> [TEXT EXCERPT]:

######

1. Key Departures from the NPR
a. Data Security
The Final Rule requires certain companies (Covered Companies) that control or propose to control, directly or directly, an Industrial Bank to report annually on their systems for protecting the security, confidentiality, and integrity of consumer and nonpublic personal information.4 This requirement is new in the Final Rule. The data security reporting obligation is not limited to data at, or received from the Industrial Bank subsidiary but rather applies “across all of a Covered Company’s financial and nonfinancial affiliates and activities” and is intended to enable monitoring for potential consumer protection risks.5 Moreover, per the preamble to the Final Rule, the FDIC “may consider imposing heightened requirements specific to Industrial Banks and Covered Companies regarding the use of consumer financial data for commercial purposes ... based on the size and complexity of the Industrial Bank, the nature and scope of its activities, the sensitivity of any customer information at issue, and the unique facts and circumstances of the filing before the FDIC.”6
b. Board Representation
Covered Companies must limit their representation on each Industrial Bank subsidiary’s board to less than 50% rather than the 25% threshold under the NPR. The Final Rule clarifies that the 50% limitation applies to all directors, regardless of whether they are also officers of the Industrial Bank. The FDIC “retains the authority” to impose a higher threshold of director independence if deemed appropriate.7
c. FDIC Approval of New Officers and Directors
Under the Final Rule, the restriction against adding or replacing directors or senior executives without FDIC approval applies only for the first three years after granting deposit insurance or the acquisition of control by the Covered Company (whichever is later).8 The NPR required approval in perpetuity. However, “as circumstances warrant, the FDIC may extend the three-year period or impose the restriction on a perpetual basis.”9
d. Affiliate Interlocks
The Final Rule expands the prohibition against an Industrial Bank’s appointment without FDIC approval of a senior executive officer associated with a Covered Company by imposing a three-year lookback on the senior executive officers relationship with an affiliate “to prevent evasion of the restriction.”10 Under the NPR, the prohibition applied only to such officers associated with the Covered Company at the time of their appointment. This prohibition applies in perpetuity.

######

> [RECORD EXCERPTS]:
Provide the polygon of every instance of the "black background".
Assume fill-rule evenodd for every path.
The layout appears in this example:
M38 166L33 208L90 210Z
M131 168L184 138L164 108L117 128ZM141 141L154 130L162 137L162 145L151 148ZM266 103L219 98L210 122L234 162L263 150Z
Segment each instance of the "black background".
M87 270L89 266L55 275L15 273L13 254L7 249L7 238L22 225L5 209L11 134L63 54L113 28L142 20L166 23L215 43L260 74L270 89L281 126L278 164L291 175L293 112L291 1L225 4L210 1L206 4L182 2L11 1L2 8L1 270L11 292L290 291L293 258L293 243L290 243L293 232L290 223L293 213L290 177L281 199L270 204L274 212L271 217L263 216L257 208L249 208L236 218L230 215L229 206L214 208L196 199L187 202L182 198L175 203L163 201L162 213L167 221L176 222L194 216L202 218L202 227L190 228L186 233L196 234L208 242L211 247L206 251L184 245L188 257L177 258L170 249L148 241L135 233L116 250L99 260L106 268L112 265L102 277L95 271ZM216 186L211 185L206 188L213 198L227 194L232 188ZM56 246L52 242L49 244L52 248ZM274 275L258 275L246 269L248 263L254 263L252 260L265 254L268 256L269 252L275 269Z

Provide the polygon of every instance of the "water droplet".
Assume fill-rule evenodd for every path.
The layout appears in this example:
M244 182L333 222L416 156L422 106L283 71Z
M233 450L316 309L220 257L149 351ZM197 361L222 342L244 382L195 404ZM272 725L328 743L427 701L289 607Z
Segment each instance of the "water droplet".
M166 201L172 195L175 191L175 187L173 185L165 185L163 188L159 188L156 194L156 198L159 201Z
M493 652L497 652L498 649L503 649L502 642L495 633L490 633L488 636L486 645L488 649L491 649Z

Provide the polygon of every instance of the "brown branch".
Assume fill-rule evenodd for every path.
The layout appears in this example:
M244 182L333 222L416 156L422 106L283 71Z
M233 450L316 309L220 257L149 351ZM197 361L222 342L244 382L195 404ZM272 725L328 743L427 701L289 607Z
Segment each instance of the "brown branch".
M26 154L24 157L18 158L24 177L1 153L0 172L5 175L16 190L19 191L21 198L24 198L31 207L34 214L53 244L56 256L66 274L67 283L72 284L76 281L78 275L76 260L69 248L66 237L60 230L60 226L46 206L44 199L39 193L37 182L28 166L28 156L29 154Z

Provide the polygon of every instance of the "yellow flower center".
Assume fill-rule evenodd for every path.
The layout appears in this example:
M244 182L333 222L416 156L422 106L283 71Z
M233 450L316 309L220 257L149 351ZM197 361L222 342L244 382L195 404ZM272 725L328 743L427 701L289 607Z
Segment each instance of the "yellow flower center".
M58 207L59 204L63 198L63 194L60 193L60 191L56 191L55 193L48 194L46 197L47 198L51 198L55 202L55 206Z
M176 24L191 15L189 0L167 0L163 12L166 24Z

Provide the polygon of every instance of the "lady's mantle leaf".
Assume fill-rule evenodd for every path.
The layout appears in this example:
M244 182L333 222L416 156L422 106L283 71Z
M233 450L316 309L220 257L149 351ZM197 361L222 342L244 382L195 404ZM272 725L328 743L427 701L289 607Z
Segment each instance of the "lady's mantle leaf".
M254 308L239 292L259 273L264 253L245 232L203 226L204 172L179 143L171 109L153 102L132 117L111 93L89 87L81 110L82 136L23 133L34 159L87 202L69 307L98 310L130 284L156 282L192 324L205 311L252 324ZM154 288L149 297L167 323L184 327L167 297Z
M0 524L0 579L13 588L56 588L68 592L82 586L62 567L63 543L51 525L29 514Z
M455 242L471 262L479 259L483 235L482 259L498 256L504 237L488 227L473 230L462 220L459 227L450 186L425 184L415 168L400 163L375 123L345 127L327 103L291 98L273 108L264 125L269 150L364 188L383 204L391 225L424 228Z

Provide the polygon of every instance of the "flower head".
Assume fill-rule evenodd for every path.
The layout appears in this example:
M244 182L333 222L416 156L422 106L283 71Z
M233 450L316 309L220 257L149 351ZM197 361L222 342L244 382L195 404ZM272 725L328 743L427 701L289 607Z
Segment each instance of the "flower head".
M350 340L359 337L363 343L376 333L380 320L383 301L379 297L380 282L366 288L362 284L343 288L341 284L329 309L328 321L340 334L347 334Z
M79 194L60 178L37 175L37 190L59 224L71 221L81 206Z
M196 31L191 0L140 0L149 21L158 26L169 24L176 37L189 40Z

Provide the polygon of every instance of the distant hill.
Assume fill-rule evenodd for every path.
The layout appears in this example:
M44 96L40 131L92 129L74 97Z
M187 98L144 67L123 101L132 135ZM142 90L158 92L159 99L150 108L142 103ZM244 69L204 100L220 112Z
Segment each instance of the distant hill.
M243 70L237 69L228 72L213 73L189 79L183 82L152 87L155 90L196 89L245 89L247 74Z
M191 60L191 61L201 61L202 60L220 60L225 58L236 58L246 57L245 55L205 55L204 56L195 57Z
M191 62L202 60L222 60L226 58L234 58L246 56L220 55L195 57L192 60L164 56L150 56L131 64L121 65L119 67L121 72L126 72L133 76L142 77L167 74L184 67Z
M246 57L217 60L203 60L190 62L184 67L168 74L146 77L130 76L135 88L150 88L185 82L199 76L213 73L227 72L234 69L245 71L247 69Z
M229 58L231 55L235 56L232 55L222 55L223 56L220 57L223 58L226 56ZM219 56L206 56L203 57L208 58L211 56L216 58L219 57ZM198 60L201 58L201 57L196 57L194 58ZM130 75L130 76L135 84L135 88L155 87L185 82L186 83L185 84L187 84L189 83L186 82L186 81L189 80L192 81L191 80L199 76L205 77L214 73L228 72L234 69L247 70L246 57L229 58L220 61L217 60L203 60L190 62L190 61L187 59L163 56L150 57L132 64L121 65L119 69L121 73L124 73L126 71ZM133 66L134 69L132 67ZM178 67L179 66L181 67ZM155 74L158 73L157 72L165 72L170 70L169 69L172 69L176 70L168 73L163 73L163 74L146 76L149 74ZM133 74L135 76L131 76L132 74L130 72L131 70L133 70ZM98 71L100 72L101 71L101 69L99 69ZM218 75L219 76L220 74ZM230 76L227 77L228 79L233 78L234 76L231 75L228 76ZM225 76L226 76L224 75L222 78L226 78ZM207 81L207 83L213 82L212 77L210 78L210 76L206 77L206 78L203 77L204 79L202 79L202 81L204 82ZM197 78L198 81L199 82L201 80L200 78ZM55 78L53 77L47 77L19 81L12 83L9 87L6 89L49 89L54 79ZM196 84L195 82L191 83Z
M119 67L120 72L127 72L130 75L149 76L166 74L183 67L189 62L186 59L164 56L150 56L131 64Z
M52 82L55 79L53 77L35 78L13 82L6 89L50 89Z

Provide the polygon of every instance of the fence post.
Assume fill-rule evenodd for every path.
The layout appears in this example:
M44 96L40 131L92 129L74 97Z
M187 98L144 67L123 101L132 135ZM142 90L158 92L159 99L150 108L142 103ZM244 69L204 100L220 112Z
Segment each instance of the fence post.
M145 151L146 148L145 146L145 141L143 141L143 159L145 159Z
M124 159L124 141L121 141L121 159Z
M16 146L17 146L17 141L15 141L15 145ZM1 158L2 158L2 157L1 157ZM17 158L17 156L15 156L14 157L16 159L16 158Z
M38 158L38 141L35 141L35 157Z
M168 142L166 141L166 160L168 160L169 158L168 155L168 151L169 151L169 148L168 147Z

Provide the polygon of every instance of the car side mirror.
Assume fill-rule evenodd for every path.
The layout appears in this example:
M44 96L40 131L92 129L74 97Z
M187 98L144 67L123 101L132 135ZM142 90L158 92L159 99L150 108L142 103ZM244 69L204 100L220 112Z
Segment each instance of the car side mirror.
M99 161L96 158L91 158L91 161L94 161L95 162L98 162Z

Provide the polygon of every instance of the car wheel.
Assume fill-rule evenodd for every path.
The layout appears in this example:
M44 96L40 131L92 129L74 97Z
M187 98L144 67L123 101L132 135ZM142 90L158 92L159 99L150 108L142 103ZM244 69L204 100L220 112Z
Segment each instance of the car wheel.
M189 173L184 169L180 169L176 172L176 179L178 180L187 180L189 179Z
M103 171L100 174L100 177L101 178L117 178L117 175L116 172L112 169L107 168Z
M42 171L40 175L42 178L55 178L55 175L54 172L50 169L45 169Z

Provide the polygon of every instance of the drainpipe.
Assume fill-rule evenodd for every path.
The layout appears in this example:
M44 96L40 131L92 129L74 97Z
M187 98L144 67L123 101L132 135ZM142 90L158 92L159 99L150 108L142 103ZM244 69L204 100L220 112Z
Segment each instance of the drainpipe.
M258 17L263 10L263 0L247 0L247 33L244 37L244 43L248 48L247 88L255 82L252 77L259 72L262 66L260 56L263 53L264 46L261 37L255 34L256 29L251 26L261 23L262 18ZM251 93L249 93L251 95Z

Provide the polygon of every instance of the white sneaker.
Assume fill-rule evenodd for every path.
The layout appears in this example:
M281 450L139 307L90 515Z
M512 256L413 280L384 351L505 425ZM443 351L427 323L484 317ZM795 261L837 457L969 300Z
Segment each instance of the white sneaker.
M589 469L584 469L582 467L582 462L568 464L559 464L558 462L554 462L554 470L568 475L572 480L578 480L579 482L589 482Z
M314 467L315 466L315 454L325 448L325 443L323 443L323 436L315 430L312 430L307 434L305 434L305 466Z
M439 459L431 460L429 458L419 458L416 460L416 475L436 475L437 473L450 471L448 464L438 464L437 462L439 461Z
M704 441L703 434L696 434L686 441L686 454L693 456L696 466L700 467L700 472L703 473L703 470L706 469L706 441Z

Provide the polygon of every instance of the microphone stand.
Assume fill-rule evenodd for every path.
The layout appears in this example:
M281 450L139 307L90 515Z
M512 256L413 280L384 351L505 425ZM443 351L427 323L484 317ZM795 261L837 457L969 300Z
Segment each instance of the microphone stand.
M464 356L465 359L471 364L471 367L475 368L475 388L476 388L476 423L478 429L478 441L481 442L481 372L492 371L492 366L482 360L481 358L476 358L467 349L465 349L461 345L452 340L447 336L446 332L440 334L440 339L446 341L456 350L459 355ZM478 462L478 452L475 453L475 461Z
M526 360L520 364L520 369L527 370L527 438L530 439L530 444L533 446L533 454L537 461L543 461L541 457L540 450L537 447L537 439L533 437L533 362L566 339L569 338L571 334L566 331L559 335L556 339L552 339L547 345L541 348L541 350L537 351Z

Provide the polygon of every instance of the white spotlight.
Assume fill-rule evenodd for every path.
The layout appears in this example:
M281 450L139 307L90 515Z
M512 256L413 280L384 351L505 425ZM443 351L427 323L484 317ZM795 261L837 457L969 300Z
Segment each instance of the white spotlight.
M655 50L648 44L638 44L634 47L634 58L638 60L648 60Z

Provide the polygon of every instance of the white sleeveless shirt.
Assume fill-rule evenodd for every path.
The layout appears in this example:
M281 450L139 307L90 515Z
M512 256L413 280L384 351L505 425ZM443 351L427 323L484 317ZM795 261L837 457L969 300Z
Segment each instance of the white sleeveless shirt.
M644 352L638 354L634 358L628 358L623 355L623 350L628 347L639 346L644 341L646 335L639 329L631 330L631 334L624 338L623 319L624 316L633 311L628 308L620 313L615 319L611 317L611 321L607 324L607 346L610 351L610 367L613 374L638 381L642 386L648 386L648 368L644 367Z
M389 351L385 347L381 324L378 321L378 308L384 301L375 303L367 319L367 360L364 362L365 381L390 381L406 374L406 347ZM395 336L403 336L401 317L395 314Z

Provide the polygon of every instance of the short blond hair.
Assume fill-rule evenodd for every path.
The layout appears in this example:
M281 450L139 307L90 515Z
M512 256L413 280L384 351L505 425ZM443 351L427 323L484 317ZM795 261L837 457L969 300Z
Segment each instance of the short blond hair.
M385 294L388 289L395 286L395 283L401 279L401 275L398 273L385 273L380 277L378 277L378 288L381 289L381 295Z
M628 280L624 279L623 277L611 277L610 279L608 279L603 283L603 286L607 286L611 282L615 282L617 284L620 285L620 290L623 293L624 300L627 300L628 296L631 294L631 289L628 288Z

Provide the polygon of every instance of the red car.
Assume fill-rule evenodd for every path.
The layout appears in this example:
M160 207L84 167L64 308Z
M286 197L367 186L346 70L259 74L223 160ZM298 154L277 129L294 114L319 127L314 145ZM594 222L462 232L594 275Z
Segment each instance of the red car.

######

> [TASK BRIEF]:
Can you carry on the summary of the FDIC's Final Rule on Industrial Banks from the point where it stops? The entries have nothing to do with what follows.

> [EXERCISE RESPONSE]:
e. Commitments by Covered Companies and Controlling Shareholders
The Final Rule removes the express reservation of authority to require Covered Companies or controlling shareholders to enter into written agreements with the FDIC that parallel those of the Industrial Bank or to agree to additional commitments and prohibitions. However, this is characterized primarily as a clarifying change that does not derogate from the FDIC’s existing powers:
Notwithstanding this deletion, the FDIC retains its general supervision, examination, and enforcement authorities ... to take any actions beyond the scope of the Final Rule, including actions to ensure the safe and sound operation of any insured depository institution, including an Industrial Bank, and further to ensure that a parent of an Industrial Bank acts as a source of financial strength to that insured institution. For example, the FDIC may require additional, unique commitments from a Covered Company or a controlling shareholder of a Covered Company when the FDIC determines it is necessary to address specific elements of a filing or circumstances related to the filer.11
f. “Material Changes” to the Business Plan
The Final Rule maintains the prohibition on material changes to the Industrial Bank’s business plan without FDIC approval. The preamble to the Final Rule includes a list of changes that “generally have been determined to constitute a material change”:
- increases in financial statement categories or subcategories (such as types of loans, funding, revenue, or capital) of 25% or more;
- introduction of distinctly new or different business strategies or objectives, including products or services, target markets, delivery channels, or business development strategies;
- changes to the institution’s financial strategies, or the acquisition of assets, an operating entity, or the assumption of deposits or other liabilities; or
- changes in organizational relationships such that the manner in which the institution implements or carries out its business strategies or objectives is impacted.12
2. Retained from the NPR. In addition to the foregoing, the Final Rule retains the following elements of the NPR.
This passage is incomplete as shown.